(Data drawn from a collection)
** Begin **

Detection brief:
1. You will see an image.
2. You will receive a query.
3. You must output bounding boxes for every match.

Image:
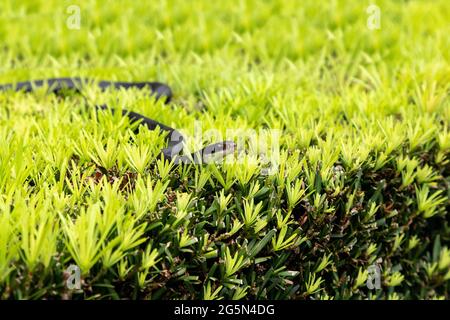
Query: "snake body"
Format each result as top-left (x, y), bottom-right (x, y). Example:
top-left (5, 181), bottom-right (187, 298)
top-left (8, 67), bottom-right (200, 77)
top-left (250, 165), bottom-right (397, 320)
top-left (0, 78), bottom-right (235, 164)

** End **

Format every line of the records above as a JSON list of strings, with one string per line, and omit the blank lines. Leave the pictures out of the answer.

[
  "Detection brief:",
  "1. You will see an image.",
  "2. You will receive a query.",
  "3. You must output bounding boxes for every match.",
  "Image:",
  "Query: \"snake body\"",
  "Format each result as top-left (x, y), bottom-right (x, y). Example:",
  "top-left (5, 181), bottom-right (187, 298)",
  "top-left (8, 67), bottom-right (200, 77)",
  "top-left (250, 165), bottom-right (397, 320)",
  "top-left (0, 78), bottom-right (235, 164)"
]